▸ 阅读材料:
########################################
使用 DSPy 进行提示工程

Data Scientist

DSPy 是一个开源 Python 框架，用于构建大语言模型 (LLM) 应用程序，并通过代码而不是一次性技术对提示进行性能微调。DSPy 程序通过优化提示来获得准确的输出，从而提供一种模块化的方式来配置和微调 LLM 应用程序。DSPy 的主要优势在于它允许您通过 Python 代码进行提示工程和跟踪，而不需要自己跟踪模型的性能。

DSPy 的强大之处在于，它使用生成式 AI 生成自然语言，然后对结果进行测试，以创建最有效的提示。这使您能够构建一个自我改进的 AI 系统。它支持各种各样的检索模型和语言模型接口。您可以通过 ollama 或 huggingface 等系统在本地运行模型，或者如果您使用的是 OpenAI 的 ChatGPT 或 GPT-4，则可以使用 API 运行它们。DSPy 支持各种各样的用例，如思维链(CoT)、检索增强生成 (RAG) 以及摘要。

在本教程中，您将学习如何在 IBM watsonx 上使用 DSPy 创建一个 RAG 问答应用。您将使用 Llama 3 作为语言模型，使用 ColBERT 作为检索模型。您将让 DSPy 对提示进行微调，并帮助构建多种不同的问答方法，以观察即使面对高度复杂的问题，也能生成更优答案的方式。
########################################
▸ 数据摘录:
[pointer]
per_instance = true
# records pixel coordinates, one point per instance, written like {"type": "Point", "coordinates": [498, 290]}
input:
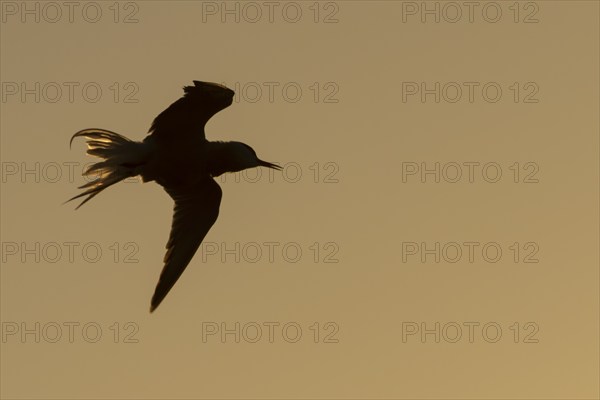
########################################
▸ 任务要求:
将前面介绍 DSPy 提示工程的阅读材料从头到尾完整抄写一遍，一字不改。

▸ 参考答案:
使用 DSPy 进行提示工程

Data Scientist

DSPy 是一个开源 Python 框架，用于构建大语言模型 (LLM) 应用程序，并通过代码而不是一次性技术对提示进行性能微调。DSPy 程序通过优化提示来获得准确的输出，从而提供一种模块化的方式来配置和微调 LLM 应用程序。DSPy 的主要优势在于它允许您通过 Python 代码进行提示工程和跟踪，而不需要自己跟踪模型的性能。

DSPy 的强大之处在于，它使用生成式 AI 生成自然语言，然后对结果进行测试，以创建最有效的提示。这使您能够构建一个自我改进的 AI 系统。它支持各种各样的检索模型和语言模型接口。您可以通过 ollama 或 huggingface 等系统在本地运行模型，或者如果您使用的是 OpenAI 的 ChatGPT 或 GPT-4，则可以使用 API 运行它们。DSPy 支持各种各样的用例，如思维链(CoT)、检索增强生成 (RAG) 以及摘要。

在本教程中，您将学习如何在 IBM watsonx 上使用 DSPy 创建一个 RAG 问答应用。您将使用 Llama 3 作为语言模型，使用 ColBERT 作为检索模型。您将让 DSPy 对提示进行微调，并帮助构建多种不同的问答方法，以观察即使面对高度复杂的问题，也能生成更优答案的方式。